## Document
Outcome or Effort, Which Should You Reward?


Share on LinkedIn

You should praise your children

Every parent will tell you that you should applaud your children.  Praising them for a job well done and telling them how clever they are builds confidence and self esteem.

Or does it? In 1990’s Claudia Mueller and Carol Dweck of Columbia University decided to find out.

The experiment

The study worked with ten to twelve year-old children at three schools. The researchers asked the children to complete three sets of tests.

At the end of the first test the researchers split the children into two groups at random and both groups were praised:

  • Half the children were praised for their performance. “You must be smart at these problems”.
  • Half were praised for their effort. “You must have worked hard at these problems”.

The children were then asked to chose which type of test they would like to do next.  The choice was:

  • A simple test — problems that are pretty easy so you will do well
  • A harder test — problems that you will learn a lot from even though you won’t look so smart

But before they got to do their chosen test the children were all given a second, harder test. One usually taken by children two years older.  At the end of this second test the researchers told all the children that they had performed “a lot worse”. They had only solved half of the questions that they answered.

After this negative feedback, the children rated how much they enjoyed the problems and how much they wanted to carry on.

Finally they worked through their chosen – third — set of questions.

The results

When offered a choice of tests to take, 67% of the children who were told they were clever opted to take the easy test. A test that showed how well they could perform.  Conversely, 92% of the children who were told they must be hard-working chose the hard test. The one where they would learn more.

When asked what they thought of the final test, the “hard-working” children said that they enjoyed it. The “clever” children said that they didn’t.

In the last test — after they had received negative feedback — the “hard-working” children were more persistent. They answered an average of six and a quarter of the ten questions compared to the “clever” children’s four and a half.

There is more

The researchers carried out repeat experiments with other variables thrown into the mix. 

  • “Clever” children were three times more likely to lie about their scores than the “hard-working” children. 
  • “Clever” children were three times more interested in the results of their peers than “hard-working” children.
  • “Hard-working” children were three times more interested in learning new problem solving strategies than “clever” children.

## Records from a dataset
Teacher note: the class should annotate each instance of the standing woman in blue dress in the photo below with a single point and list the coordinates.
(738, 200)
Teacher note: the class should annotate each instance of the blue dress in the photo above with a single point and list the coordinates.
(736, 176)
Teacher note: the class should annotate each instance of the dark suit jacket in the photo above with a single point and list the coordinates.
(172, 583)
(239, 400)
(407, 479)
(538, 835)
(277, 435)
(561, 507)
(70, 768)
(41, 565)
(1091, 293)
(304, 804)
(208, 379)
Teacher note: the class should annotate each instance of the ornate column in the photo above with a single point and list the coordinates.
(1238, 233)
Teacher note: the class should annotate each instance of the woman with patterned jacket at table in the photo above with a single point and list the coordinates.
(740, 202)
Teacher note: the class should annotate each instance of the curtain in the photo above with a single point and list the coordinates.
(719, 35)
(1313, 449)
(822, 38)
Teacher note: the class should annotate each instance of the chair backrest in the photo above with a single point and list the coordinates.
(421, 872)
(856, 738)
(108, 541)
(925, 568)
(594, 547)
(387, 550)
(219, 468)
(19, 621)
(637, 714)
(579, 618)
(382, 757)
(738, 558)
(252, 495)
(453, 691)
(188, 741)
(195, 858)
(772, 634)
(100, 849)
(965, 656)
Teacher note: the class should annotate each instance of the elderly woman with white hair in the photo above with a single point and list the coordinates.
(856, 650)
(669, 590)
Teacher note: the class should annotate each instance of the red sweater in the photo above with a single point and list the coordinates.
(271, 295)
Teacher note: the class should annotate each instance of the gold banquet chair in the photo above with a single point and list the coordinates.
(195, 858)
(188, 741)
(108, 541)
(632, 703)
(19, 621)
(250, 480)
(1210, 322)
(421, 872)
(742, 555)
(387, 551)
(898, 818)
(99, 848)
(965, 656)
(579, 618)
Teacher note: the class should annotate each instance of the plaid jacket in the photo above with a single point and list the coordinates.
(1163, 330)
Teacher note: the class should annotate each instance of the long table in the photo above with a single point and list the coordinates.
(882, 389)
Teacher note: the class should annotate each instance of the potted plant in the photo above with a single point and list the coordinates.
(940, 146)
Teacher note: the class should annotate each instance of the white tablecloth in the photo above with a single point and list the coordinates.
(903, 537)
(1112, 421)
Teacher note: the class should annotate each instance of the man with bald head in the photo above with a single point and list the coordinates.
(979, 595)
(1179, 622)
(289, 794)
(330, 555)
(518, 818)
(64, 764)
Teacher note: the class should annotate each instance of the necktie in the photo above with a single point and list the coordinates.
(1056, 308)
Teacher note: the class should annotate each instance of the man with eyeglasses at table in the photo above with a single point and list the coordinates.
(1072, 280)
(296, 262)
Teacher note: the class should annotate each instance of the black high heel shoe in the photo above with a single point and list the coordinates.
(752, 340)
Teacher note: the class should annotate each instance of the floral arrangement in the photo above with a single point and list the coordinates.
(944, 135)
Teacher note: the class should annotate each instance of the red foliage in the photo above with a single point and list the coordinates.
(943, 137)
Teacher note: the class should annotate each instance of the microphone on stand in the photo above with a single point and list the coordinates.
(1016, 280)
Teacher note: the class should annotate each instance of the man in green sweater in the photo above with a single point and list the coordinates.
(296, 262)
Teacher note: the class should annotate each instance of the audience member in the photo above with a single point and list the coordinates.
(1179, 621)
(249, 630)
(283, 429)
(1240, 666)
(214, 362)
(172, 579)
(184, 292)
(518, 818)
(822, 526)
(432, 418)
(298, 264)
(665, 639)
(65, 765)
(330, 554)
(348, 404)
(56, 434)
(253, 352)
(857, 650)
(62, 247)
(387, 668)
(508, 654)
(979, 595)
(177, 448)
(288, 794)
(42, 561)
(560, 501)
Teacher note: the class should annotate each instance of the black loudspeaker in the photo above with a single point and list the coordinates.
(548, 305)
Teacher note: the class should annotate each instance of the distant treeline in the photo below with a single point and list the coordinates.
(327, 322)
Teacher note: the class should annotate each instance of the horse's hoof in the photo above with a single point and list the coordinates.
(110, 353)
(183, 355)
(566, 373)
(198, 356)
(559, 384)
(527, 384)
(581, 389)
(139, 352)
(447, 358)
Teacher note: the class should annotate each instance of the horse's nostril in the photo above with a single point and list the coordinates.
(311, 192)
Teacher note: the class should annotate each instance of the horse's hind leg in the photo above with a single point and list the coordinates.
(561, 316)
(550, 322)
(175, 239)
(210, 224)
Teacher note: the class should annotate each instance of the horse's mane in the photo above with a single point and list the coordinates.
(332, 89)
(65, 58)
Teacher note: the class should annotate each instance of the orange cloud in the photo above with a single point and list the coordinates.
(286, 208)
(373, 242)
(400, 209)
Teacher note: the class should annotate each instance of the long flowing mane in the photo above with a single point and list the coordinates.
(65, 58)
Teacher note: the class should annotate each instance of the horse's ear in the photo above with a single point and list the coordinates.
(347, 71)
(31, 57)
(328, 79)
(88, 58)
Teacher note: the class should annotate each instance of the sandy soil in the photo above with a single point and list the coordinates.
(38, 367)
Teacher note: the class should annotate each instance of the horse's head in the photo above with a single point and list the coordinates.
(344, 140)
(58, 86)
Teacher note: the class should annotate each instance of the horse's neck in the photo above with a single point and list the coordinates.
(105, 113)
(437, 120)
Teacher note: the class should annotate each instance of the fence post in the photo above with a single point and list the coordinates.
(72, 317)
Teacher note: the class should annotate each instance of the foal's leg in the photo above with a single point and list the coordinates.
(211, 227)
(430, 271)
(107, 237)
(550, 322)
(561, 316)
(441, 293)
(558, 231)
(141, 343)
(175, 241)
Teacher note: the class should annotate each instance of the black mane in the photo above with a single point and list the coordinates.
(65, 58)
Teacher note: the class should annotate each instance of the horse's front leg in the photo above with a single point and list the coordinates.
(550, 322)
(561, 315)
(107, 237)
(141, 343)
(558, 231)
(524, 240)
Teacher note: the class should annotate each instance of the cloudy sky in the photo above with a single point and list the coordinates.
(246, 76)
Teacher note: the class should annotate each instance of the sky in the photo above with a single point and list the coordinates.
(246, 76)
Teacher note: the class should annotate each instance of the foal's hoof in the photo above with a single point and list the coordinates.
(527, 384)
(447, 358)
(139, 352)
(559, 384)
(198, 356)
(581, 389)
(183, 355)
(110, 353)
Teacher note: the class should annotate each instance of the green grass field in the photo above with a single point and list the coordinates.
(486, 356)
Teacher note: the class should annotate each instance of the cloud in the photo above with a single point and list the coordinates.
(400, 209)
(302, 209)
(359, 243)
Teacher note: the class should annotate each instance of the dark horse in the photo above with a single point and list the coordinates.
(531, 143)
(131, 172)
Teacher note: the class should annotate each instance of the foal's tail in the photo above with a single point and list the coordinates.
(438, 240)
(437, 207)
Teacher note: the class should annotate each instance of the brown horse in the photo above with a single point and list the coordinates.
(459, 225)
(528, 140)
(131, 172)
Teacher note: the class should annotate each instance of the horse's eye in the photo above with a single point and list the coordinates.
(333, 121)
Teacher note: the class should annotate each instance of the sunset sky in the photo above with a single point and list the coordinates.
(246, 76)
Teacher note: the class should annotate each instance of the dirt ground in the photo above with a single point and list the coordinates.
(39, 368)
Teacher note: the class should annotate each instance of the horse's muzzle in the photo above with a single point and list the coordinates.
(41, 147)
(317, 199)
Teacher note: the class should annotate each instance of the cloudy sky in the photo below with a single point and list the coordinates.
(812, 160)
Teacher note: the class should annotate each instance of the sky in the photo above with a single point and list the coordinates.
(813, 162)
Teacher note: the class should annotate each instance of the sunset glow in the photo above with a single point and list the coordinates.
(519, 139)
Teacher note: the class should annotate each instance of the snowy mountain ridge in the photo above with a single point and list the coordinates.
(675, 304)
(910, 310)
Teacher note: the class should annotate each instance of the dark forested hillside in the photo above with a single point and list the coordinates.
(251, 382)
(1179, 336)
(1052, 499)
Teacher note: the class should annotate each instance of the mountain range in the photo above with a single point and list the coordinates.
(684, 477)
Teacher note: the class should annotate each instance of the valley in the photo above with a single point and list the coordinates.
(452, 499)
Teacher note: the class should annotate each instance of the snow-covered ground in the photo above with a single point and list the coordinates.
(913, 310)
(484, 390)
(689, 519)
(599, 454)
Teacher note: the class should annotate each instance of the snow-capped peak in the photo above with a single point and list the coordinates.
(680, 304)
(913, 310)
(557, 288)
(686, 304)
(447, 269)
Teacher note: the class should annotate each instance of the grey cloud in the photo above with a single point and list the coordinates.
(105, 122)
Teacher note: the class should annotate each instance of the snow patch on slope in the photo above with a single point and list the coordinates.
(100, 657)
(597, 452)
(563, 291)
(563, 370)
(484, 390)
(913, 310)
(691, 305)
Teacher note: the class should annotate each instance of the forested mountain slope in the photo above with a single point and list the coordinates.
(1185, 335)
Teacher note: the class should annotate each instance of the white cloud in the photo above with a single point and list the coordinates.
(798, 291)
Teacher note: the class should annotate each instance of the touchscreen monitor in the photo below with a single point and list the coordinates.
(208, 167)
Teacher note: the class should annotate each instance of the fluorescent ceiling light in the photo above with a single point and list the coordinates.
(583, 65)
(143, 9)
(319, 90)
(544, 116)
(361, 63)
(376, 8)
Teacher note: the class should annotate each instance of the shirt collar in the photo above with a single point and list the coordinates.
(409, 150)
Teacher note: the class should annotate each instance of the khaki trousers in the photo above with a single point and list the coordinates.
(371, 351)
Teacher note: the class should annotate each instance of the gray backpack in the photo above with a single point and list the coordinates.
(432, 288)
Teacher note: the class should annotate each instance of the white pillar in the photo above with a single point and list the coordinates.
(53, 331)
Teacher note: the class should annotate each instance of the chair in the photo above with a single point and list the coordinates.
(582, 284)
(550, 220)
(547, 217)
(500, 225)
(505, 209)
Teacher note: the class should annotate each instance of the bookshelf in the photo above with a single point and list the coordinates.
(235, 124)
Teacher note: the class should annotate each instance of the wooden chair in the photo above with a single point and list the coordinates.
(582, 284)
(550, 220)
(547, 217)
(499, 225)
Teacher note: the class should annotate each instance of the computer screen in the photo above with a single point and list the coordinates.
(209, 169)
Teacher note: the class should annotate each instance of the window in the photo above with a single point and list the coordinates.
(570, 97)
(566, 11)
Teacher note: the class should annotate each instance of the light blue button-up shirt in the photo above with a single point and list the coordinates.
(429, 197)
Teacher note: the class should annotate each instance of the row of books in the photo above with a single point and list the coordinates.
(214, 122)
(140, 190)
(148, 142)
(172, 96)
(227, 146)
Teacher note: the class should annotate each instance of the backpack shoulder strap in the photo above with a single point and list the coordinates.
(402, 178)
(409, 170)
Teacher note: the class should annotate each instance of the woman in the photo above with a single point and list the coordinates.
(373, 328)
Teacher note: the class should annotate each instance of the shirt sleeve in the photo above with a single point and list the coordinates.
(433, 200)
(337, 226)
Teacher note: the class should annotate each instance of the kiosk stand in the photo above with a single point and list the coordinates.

## What is asked
1 - Duplicate the stretch of the article on rewarding outcome or effort from "At the end of the" through "that they answered.".
2 - In the article on rewarding outcome or effort, what percentage of the children praised as hard-working chose the hard test?
3 - Take the article on rewarding outcome or effort further from where it stops.

## Answers per task
1 -
At the end of the first test the researchers split the children into two groups at random and both groups were praised:

  • Half the children were praised for their performance. “You must be smart at these problems”.
  • Half were praised for their effort. “You must have worked hard at these problems”.

The children were then asked to chose which type of test they would like to do next.  The choice was:

  • A simple test — problems that are pretty easy so you will do well
  • A harder test — problems that you will learn a lot from even though you won’t look so smart

But before they got to do their chosen test the children were all given a second, harder test. One usually taken by children two years older.  At the end of this second test the researchers told all the children that they had performed “a lot worse”. They had only solved half of the questions that they answered.

2 - 92%

3 -
If you reward your children for working hard they understand how to improve. They realise that performance isn’t a fixed outcome and that they can improve their scores by persistence and trying new approaches.

If you tell your children that they are smart they think that performance is down to innate ability so can’t be improved on. So, to keep their scores high they will pick easy problems and lie about their performance.

It is more powerful to take an interest in a child’s behaviour and tell them what they did well than just complement them on the outcome. If a child knows what they did well they can improve on it and do it again. 

Complements based on the outcome don’t give the child anything to build upon.

Are children and adults so different?

When you are going through your annual round of appraisal writing where does all the effort go? 

  • Do you focus on outcomes, positioning your staff and yourself as life’s winners, the “smart” kids? 
  • Does all your effort go into the inputs, how hard your staff tried, what they did well and what they can learn from, the “hard-working” kids?

Which holds more sway in your annual validation process, what your staff did or how they did it?

Learning from ten year-olds

If your staff fudge their results and opt for the easy objectives it might just be the way that they are managed that causes the problem.

If you enjoyed this post click here to receive the next

Read the original research paper

Image by Will Kay


  1. Terrific post. I would add that fundamental attribution errors and pay-for-performance schemes further complicate matters. As Deming said, 96% of all issues are systemic and are therefore beyond the control of workers. Yet conventional business practices persist. It’s been over 40 years since Deming advised, “Manage process; lead people,” and sadly little has changed.

  2. Brilliant. Thanks for sharing James.

    I suspect that the principles are no different for adults. I remember a study around the same time – perhaps the same one – identifying that statements like, “You did that very well,” were perceived as more credible than statements like, “You are very good at that.”

    It’s a great reminder for leaders. Perhaps also a clue that we should be focusing our performance metrics on how things are done instead of what things are done?

    Thanks again!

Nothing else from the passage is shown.